Dataset records
▬▬▬▬▬▬

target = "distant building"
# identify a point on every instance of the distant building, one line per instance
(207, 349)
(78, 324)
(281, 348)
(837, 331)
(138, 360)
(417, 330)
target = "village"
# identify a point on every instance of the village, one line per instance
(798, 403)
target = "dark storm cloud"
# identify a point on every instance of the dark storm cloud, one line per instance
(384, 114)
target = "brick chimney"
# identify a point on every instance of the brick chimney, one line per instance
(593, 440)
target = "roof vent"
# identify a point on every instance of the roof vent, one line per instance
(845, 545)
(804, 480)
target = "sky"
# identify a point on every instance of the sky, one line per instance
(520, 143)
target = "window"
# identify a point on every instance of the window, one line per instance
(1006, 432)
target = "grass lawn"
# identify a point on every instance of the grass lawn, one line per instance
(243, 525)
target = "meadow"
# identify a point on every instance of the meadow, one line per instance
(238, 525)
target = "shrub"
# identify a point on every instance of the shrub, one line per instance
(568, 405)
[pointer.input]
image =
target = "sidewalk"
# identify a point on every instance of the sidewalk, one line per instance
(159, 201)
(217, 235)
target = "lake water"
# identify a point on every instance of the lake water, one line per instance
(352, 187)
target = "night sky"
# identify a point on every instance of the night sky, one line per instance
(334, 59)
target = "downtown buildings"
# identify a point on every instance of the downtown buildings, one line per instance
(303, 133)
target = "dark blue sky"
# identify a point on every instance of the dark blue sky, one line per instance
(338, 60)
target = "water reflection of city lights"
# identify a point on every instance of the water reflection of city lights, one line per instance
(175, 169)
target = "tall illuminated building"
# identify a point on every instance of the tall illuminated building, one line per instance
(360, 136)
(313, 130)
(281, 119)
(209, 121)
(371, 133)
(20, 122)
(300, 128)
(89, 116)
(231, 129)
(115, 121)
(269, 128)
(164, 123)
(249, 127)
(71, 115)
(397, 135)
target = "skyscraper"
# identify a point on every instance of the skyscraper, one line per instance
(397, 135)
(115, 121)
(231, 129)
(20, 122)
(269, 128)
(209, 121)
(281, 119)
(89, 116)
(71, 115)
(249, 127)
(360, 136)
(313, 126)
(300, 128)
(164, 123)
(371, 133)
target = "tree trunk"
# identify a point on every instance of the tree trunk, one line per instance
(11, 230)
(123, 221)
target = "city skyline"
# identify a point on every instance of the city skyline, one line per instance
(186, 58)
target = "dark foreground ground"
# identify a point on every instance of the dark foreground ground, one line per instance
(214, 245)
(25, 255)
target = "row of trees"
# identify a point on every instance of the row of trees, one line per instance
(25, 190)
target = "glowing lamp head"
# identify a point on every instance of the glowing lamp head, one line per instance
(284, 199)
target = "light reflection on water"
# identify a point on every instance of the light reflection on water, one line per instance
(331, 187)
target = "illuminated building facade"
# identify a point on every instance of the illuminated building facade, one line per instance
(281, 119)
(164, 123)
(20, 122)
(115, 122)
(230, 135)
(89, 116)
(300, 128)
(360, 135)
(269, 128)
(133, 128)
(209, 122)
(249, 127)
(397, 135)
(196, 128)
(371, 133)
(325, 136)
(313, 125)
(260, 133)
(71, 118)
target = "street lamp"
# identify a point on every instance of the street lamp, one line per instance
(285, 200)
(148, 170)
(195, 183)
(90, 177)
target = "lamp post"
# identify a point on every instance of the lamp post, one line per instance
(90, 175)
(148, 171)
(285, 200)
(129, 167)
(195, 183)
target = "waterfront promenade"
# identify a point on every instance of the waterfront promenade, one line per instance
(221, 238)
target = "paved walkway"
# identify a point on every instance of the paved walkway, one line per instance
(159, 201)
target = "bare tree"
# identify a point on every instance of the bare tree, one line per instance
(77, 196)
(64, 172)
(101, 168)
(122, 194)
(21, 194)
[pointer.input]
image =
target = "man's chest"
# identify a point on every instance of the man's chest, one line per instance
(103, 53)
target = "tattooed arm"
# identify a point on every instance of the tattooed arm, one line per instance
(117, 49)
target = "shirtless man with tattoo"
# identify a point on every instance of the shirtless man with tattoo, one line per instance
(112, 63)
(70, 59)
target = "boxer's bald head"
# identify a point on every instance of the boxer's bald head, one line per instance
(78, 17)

▬▬▬▬▬▬

Task to carry out
Rename "roof vent" to "rooftop vent" in the entries, starting at the beginning and ending at the line that contains "(1006, 432)". Return those lines with nothing else changed.

Correct output
target = "distant building"
# identify a point on every instance of the distant building, one line per instance
(207, 349)
(78, 324)
(281, 348)
(837, 331)
(138, 360)
(417, 330)
target = "village"
# identify a point on every instance of the village, one line per instance
(798, 403)
target = "dark storm cloud"
# identify a point on every instance of the dark storm cloud, one line per instance
(384, 114)
target = "brick chimney"
# identify a point on every instance of the brick chimney, one line per instance
(593, 440)
target = "rooftop vent"
# identify a point on every instance of the rooftop vent, one line per instance
(845, 545)
(804, 480)
target = "sky"
# identify a point on every instance of the sky, one line per instance
(520, 143)
target = "window"
# identify a point on every instance of the window, one line per instance
(1006, 432)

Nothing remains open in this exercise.